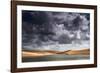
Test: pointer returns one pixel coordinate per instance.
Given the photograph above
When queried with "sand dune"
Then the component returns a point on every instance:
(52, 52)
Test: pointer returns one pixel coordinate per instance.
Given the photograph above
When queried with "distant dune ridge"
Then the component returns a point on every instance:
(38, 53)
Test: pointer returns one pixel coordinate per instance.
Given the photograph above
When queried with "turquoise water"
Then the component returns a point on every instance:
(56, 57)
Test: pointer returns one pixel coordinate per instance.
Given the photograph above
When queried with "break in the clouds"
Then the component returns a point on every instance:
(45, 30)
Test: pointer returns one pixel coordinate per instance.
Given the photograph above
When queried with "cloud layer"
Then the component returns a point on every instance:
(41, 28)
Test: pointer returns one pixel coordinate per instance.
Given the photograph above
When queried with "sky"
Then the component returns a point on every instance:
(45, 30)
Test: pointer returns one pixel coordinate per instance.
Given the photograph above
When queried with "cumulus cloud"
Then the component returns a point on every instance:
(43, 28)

━━━━━━━━━━━━━━━━

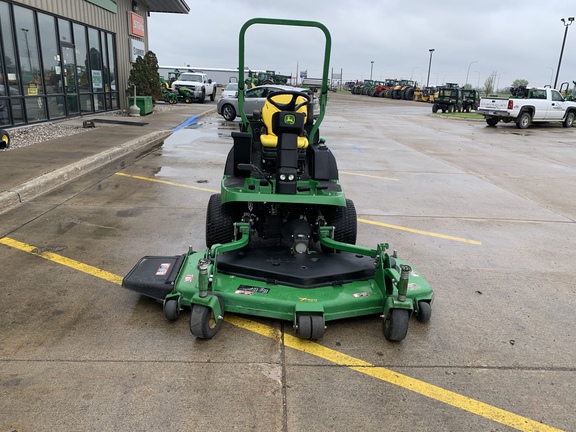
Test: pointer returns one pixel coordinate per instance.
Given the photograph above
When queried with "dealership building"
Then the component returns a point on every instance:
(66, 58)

━━━━━━━━━━━━━━━━

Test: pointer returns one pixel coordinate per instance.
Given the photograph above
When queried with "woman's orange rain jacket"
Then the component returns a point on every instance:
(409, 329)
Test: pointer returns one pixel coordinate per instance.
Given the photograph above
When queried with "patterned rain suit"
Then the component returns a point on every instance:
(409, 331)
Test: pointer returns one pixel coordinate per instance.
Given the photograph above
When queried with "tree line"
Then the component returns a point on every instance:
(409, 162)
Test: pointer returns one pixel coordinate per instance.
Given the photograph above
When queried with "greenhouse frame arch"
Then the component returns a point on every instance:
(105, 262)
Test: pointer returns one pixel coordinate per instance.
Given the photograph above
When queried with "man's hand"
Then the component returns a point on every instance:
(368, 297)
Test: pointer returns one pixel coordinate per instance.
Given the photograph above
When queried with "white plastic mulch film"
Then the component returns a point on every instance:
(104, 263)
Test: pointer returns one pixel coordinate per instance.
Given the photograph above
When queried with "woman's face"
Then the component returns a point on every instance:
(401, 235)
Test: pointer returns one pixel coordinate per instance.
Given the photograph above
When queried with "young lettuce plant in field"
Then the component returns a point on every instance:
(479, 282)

━━━━━━━━━━━━━━━━

**Assigned task**
Where the string "woman" occurs in a line of the material above, copy the whole line.

**Answer for this exercise**
When queried with "woman's orange rain jacket"
When queried with "woman's face"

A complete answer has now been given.